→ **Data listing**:
┄┄┄┄┄┄
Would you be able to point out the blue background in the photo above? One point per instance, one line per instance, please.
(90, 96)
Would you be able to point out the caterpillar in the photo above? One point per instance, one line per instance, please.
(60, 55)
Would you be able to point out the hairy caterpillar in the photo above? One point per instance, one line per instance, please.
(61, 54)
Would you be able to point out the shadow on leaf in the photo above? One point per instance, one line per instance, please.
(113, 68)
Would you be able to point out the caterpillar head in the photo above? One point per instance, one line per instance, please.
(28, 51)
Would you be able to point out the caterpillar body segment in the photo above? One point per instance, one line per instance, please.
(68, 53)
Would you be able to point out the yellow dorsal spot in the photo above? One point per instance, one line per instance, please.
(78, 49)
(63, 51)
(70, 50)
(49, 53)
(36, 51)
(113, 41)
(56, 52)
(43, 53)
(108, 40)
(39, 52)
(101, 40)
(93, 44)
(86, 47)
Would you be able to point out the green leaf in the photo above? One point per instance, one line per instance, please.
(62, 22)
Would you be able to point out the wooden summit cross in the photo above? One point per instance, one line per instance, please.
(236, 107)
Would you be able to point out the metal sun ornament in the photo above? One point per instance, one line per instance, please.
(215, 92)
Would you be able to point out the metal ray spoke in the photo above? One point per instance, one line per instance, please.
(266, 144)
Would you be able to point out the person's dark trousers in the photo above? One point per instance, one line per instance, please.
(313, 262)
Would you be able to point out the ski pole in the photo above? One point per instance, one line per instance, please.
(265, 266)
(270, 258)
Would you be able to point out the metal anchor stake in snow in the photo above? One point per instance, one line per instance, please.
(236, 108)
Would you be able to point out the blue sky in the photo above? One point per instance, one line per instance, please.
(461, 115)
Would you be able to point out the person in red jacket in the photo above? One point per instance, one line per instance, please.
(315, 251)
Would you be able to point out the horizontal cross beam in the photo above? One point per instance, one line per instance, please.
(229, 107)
┄┄┄┄┄┄
Copy out the part of the listing above that starts with the line containing "Would you be able to point out the person in" and continues through the last line of the listing, with every line reproduced verbatim.

Would you be able to point out the person in red jacket in the photo above? One point per instance, one line per instance, please.
(315, 251)
Would you be able to point out the horizontal cross beam in the photo above? One point per instance, one line per instance, please.
(229, 107)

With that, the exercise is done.